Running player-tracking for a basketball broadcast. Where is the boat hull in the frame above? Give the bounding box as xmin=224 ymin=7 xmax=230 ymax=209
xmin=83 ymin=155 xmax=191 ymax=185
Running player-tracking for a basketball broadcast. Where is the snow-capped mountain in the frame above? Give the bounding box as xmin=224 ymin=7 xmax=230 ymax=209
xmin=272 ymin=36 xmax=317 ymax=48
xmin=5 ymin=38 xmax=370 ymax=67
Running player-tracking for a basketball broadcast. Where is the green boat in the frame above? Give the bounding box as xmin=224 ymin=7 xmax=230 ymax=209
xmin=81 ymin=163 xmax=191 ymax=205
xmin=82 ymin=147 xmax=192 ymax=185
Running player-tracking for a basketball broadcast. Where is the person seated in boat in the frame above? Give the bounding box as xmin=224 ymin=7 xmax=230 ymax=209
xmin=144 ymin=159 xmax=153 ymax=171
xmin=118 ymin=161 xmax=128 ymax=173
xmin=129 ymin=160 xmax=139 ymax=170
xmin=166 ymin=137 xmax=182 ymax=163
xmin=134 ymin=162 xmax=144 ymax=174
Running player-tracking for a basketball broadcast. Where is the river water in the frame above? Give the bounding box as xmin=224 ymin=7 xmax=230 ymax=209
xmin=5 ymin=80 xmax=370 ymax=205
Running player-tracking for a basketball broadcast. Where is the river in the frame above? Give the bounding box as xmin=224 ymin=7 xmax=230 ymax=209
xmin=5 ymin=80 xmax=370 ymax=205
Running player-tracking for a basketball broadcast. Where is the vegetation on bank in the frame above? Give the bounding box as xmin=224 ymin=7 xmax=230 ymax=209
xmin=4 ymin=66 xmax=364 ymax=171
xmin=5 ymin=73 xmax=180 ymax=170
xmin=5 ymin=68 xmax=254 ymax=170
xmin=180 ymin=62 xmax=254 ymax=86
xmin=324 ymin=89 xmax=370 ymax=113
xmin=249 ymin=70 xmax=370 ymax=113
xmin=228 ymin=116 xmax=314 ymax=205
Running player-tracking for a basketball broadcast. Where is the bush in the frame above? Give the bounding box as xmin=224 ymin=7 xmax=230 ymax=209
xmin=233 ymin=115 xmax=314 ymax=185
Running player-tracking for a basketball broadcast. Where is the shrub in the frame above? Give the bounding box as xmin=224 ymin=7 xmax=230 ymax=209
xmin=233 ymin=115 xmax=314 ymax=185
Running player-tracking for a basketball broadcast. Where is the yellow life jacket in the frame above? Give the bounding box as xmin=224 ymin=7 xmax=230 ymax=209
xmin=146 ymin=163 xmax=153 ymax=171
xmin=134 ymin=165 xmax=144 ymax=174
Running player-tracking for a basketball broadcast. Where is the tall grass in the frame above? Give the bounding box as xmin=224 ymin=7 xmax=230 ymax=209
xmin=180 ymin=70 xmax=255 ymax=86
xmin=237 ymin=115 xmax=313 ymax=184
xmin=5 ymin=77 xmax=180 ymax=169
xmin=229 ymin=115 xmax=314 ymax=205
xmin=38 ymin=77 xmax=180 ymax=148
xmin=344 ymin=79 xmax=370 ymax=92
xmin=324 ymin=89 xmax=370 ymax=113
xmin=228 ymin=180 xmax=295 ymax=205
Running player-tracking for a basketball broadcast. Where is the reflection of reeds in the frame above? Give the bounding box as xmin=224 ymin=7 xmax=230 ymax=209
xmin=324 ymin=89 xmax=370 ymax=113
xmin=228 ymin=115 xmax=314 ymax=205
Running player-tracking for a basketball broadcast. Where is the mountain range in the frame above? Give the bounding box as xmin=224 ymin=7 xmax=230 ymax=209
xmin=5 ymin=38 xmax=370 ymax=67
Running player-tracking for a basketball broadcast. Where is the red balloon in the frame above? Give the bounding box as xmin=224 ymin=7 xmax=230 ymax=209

# [EXERCISE BRIEF]
Nothing in the records may be left out; reproduce them exactly.

# [SOLUTION]
Running player-tracking for a basketball broadcast. Where is the boat hull in the frame above? Give the bounding box as xmin=224 ymin=7 xmax=230 ymax=209
xmin=83 ymin=155 xmax=191 ymax=185
Running player-tracking for a basketball broadcast. Where is the snow-capped mountain in the frame above? Give the bounding box as xmin=224 ymin=7 xmax=230 ymax=209
xmin=272 ymin=36 xmax=317 ymax=48
xmin=5 ymin=38 xmax=370 ymax=67
Running player-tracking for a basketball broadcast. Where is the green boat in the frame above? Give the bounding box as xmin=224 ymin=7 xmax=230 ymax=209
xmin=81 ymin=163 xmax=191 ymax=205
xmin=82 ymin=147 xmax=192 ymax=185
Running player-tracking for a basketball broadcast. Where is the person seated in boat in the frame above? Give the bounding box as xmin=224 ymin=7 xmax=230 ymax=209
xmin=144 ymin=159 xmax=153 ymax=171
xmin=118 ymin=161 xmax=128 ymax=173
xmin=129 ymin=160 xmax=139 ymax=170
xmin=166 ymin=137 xmax=182 ymax=163
xmin=134 ymin=162 xmax=144 ymax=174
Running player-tracking for a basketball broadcast. Where is the river water in the frame above? Give the bounding box as xmin=224 ymin=7 xmax=230 ymax=209
xmin=5 ymin=80 xmax=370 ymax=205
Running player-tracking for a basketball broadcast. Where is the river in the frame above? Give the bounding box as xmin=224 ymin=7 xmax=230 ymax=209
xmin=5 ymin=80 xmax=370 ymax=205
Running player-tracking for a basketball broadcast. Where is the vegetation on bank in the frame above? Give the bounding box as xmin=224 ymin=7 xmax=230 ymax=209
xmin=4 ymin=66 xmax=364 ymax=171
xmin=5 ymin=73 xmax=180 ymax=170
xmin=5 ymin=68 xmax=254 ymax=170
xmin=180 ymin=62 xmax=254 ymax=86
xmin=324 ymin=89 xmax=370 ymax=113
xmin=249 ymin=70 xmax=370 ymax=113
xmin=228 ymin=116 xmax=314 ymax=205
Running player-tracking for a basketball broadcast. Where is the bush in the frame above? Give the bounding box as xmin=224 ymin=7 xmax=230 ymax=209
xmin=233 ymin=115 xmax=314 ymax=185
Running player-tracking for a basketball broadcast. Where is the shrub in the frame above? Give the bounding box as xmin=224 ymin=7 xmax=230 ymax=209
xmin=233 ymin=115 xmax=314 ymax=185
Running player-tracking for a basketball broadcast. Where is the yellow life jacket in the frame above? Give the bounding box as xmin=224 ymin=7 xmax=230 ymax=209
xmin=146 ymin=163 xmax=153 ymax=171
xmin=134 ymin=165 xmax=144 ymax=174
Running player-tracking for a basketball broadcast. Where is the tall grass in the frame above? Give the bounding box as xmin=224 ymin=7 xmax=230 ymax=209
xmin=180 ymin=70 xmax=255 ymax=86
xmin=237 ymin=115 xmax=313 ymax=184
xmin=5 ymin=77 xmax=180 ymax=169
xmin=229 ymin=115 xmax=314 ymax=205
xmin=38 ymin=77 xmax=180 ymax=148
xmin=344 ymin=79 xmax=370 ymax=92
xmin=324 ymin=89 xmax=370 ymax=113
xmin=228 ymin=180 xmax=295 ymax=205
Running player-tracking for a basketball broadcast. Where is the reflection of reeds in the frame above? Give the bounding box as xmin=224 ymin=7 xmax=230 ymax=209
xmin=324 ymin=89 xmax=370 ymax=113
xmin=228 ymin=115 xmax=314 ymax=205
Running player-tracking for a basketball broadcast. Where is the mountain range in the frame above? Give the bounding box as xmin=224 ymin=7 xmax=230 ymax=209
xmin=5 ymin=38 xmax=370 ymax=67
Running player-tracking for a basketball broadcast. Where is the red balloon in the frame above? Give the bounding box as xmin=224 ymin=7 xmax=230 ymax=209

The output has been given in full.